Data entries:
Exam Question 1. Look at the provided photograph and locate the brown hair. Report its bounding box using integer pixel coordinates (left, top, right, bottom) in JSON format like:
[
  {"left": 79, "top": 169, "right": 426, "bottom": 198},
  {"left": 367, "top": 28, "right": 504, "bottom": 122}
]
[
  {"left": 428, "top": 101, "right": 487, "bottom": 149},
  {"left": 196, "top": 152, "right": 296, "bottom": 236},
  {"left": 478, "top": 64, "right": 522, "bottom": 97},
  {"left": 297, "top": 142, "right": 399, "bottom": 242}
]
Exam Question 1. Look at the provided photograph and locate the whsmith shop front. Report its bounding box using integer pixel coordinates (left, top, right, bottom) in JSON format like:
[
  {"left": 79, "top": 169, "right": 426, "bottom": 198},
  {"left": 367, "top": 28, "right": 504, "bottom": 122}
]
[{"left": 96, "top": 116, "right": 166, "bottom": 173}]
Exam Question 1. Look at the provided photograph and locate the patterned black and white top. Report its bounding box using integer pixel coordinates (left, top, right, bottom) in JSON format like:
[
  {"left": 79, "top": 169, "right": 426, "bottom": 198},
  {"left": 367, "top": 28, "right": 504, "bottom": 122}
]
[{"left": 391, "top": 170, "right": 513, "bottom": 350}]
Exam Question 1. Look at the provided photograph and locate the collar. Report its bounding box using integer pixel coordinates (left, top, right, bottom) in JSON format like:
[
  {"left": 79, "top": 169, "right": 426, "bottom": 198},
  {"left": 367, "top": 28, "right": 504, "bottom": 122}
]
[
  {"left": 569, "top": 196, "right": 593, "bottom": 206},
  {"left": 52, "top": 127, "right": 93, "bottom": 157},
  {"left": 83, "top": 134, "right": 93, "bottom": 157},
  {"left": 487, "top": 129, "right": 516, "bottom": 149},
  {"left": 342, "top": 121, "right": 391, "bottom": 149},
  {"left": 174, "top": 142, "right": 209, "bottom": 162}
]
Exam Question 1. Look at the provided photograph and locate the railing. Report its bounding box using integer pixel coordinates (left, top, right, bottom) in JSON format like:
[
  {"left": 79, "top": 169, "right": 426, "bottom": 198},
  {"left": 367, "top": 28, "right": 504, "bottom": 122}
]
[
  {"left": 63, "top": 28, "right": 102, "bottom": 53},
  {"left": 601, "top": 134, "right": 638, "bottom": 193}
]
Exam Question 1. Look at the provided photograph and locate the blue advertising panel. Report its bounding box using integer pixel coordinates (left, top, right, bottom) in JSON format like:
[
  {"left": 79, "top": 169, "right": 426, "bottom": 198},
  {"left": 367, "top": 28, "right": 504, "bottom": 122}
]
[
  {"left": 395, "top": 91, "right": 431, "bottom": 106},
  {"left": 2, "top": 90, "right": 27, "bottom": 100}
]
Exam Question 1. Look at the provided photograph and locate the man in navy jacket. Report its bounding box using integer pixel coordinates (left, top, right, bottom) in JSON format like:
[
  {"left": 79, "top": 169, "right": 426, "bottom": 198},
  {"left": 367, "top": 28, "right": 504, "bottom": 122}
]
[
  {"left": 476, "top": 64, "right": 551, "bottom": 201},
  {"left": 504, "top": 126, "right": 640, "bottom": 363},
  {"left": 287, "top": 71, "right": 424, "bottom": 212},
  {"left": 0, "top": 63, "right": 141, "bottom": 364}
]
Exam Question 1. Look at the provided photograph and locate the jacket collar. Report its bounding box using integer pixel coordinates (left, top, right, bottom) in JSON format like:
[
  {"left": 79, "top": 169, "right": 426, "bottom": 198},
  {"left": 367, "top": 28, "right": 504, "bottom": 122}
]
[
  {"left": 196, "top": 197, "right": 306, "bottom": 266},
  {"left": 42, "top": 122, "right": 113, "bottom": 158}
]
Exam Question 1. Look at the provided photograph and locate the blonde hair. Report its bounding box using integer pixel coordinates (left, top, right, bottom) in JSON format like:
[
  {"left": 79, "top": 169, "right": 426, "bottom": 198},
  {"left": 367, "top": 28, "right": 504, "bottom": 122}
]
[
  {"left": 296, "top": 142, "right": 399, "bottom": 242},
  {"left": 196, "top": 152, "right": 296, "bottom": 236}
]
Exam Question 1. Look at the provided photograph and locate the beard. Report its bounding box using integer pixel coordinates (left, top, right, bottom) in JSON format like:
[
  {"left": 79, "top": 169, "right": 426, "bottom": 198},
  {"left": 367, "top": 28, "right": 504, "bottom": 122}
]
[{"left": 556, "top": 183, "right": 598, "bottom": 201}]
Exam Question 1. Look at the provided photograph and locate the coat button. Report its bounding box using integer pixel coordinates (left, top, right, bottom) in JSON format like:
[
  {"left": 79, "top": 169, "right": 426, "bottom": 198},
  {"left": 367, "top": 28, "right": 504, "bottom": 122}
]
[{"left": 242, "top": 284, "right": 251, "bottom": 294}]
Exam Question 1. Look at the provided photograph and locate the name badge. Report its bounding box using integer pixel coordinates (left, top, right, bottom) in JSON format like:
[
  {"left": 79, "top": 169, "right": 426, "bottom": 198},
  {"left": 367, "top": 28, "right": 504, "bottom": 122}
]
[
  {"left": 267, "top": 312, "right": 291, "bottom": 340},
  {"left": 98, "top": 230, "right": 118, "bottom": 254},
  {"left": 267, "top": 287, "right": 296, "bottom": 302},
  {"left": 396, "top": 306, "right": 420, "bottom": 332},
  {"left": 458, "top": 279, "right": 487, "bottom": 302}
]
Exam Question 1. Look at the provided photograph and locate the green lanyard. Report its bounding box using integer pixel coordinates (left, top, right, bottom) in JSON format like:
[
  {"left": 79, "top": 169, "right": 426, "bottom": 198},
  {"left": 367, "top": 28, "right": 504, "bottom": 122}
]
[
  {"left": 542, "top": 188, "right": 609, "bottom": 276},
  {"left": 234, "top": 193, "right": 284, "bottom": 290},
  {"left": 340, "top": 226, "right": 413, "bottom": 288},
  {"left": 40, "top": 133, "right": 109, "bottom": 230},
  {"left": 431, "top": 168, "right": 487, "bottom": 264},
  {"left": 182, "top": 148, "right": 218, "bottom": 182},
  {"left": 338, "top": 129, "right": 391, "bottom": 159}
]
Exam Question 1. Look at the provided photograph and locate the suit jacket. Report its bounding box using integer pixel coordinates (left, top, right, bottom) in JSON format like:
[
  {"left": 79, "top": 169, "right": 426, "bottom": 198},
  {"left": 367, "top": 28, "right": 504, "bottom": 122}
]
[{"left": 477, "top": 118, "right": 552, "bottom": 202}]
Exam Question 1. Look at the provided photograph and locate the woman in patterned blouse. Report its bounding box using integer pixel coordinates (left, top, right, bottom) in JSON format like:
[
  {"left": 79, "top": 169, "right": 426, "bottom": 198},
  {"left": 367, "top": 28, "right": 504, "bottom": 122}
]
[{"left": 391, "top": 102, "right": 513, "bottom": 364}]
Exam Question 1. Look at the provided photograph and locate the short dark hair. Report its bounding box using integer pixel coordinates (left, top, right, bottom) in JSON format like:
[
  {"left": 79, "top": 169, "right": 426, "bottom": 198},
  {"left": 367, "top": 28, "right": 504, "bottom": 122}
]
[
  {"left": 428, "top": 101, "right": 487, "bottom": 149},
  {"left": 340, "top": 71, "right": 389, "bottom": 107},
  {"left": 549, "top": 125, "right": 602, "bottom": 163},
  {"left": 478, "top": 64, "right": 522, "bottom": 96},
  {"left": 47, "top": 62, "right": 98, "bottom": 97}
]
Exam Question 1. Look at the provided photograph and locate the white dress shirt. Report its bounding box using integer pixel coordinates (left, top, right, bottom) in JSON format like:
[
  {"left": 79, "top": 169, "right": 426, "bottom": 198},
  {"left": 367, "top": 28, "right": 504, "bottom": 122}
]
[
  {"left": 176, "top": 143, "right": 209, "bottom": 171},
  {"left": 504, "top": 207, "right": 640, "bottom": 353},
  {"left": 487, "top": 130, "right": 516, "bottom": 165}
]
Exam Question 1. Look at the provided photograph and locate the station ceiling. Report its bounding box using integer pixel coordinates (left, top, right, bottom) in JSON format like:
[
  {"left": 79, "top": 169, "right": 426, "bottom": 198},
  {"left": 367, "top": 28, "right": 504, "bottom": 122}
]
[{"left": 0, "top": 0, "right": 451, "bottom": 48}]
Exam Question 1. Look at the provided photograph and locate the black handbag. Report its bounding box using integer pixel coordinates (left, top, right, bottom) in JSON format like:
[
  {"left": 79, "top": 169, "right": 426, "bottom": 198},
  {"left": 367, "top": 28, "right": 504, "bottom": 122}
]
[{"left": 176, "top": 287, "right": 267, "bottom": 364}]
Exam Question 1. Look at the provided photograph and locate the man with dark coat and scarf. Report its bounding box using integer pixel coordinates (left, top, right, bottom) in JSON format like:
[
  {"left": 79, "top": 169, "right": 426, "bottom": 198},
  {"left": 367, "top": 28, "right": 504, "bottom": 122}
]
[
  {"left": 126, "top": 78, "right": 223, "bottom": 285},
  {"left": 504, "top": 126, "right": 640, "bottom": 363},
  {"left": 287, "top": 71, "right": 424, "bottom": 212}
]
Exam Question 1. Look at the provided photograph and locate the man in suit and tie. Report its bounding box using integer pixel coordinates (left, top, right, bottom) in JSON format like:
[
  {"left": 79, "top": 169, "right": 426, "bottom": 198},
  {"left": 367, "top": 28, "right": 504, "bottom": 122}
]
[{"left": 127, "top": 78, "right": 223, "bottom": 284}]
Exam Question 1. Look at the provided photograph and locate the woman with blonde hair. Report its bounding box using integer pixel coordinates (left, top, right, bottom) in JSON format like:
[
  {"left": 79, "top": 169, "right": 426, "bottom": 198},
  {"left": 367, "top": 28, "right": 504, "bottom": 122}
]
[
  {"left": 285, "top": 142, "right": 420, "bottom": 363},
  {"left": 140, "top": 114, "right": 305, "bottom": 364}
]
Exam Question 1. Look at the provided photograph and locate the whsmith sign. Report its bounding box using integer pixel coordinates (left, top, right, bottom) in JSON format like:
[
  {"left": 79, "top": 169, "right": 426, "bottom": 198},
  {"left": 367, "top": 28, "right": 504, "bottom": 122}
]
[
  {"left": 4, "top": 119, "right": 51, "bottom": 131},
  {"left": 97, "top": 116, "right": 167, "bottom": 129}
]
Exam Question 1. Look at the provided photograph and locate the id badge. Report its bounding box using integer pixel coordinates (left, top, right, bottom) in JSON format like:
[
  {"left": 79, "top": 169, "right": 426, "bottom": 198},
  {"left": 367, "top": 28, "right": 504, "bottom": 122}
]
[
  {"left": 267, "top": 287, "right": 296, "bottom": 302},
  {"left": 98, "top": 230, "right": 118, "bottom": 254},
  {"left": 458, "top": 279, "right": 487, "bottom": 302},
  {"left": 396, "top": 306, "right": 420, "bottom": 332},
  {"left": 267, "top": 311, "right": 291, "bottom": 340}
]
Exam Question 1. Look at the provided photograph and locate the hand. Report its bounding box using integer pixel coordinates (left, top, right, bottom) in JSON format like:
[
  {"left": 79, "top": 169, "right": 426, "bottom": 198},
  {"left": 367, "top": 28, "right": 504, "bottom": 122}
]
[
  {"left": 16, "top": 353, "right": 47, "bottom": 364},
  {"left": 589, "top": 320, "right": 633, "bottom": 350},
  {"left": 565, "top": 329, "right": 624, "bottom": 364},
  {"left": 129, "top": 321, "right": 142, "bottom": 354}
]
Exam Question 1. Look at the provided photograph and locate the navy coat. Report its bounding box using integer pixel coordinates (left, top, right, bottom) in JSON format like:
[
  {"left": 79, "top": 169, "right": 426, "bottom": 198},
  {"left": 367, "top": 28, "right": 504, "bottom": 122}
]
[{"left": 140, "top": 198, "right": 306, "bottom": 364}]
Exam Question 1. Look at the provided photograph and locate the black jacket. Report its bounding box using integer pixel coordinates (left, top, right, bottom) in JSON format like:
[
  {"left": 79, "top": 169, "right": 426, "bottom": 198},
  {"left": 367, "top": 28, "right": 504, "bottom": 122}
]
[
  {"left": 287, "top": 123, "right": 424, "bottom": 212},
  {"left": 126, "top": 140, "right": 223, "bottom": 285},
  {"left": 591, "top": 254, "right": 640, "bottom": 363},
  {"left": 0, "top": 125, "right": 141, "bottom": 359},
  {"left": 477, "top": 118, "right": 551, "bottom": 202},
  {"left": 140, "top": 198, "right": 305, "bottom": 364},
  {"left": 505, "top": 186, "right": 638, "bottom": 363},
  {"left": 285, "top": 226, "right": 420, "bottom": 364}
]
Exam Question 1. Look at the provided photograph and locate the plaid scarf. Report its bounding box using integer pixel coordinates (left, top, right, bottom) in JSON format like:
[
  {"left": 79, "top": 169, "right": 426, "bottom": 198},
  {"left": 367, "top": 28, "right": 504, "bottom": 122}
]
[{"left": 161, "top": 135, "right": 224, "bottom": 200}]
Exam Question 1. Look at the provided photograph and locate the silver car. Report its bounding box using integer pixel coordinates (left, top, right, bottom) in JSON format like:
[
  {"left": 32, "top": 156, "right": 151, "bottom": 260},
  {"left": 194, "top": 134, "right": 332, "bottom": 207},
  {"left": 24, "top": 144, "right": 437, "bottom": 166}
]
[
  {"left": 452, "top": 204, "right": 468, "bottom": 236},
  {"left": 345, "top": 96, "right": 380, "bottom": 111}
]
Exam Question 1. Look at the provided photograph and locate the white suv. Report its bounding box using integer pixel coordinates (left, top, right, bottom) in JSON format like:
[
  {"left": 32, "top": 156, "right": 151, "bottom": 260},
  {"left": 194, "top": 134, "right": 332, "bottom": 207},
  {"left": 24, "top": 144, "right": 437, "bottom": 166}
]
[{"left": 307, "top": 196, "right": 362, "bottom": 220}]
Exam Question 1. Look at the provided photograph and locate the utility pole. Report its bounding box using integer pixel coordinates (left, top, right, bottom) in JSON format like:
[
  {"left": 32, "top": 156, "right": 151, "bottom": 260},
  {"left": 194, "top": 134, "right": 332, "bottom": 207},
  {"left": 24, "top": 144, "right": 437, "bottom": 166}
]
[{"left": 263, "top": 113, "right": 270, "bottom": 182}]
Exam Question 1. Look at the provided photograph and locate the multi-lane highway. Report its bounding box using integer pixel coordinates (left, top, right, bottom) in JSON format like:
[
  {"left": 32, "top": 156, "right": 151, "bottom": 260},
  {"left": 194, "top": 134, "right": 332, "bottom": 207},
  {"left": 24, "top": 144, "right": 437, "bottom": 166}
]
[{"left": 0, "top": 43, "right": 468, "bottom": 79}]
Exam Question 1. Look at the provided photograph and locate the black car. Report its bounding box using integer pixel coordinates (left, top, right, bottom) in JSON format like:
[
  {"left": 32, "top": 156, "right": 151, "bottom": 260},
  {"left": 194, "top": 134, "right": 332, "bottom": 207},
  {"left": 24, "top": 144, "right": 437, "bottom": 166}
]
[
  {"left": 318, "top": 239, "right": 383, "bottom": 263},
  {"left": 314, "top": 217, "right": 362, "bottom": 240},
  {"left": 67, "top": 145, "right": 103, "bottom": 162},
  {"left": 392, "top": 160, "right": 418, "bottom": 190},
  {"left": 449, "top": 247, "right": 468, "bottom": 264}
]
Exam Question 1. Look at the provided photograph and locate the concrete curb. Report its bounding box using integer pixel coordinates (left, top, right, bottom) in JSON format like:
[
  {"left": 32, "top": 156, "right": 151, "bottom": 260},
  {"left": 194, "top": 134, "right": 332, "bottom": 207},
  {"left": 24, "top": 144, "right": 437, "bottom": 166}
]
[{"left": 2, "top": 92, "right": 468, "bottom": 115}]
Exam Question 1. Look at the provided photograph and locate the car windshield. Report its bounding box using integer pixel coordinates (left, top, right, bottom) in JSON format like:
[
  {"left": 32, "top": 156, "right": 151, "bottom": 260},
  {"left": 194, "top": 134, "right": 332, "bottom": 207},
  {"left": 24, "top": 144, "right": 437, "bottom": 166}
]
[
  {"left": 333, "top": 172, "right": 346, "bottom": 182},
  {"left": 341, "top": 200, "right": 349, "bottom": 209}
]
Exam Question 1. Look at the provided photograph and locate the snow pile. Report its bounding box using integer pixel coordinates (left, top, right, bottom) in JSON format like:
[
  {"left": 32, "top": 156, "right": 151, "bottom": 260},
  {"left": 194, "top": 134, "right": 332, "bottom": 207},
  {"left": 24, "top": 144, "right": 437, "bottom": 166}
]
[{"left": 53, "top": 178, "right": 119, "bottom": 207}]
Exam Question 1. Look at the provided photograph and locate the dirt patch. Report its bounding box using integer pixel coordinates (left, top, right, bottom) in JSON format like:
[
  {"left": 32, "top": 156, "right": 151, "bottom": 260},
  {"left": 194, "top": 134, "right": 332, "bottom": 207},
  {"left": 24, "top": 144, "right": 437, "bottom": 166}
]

§ **Description of the task**
Report each line of the material above that contains the string "coat". Case counts.

§ **The completed task**
Exam Question 1. Look at the provided photograph and locate the coat button. Report its bounding box using integer pixel coordinates (left, top, right, bottom) in JSON format like:
Exam Question 1. Look at the provided photograph and locate the man with dark coat and scarf. Report its bounding box using integer pixel coordinates (left, top, right, bottom) in JSON format like:
Exam Question 1. Look at the provided photograph and locate the navy coat. Report its bounding box using integer pixel coordinates (left, top, right, bottom) in JSON format like:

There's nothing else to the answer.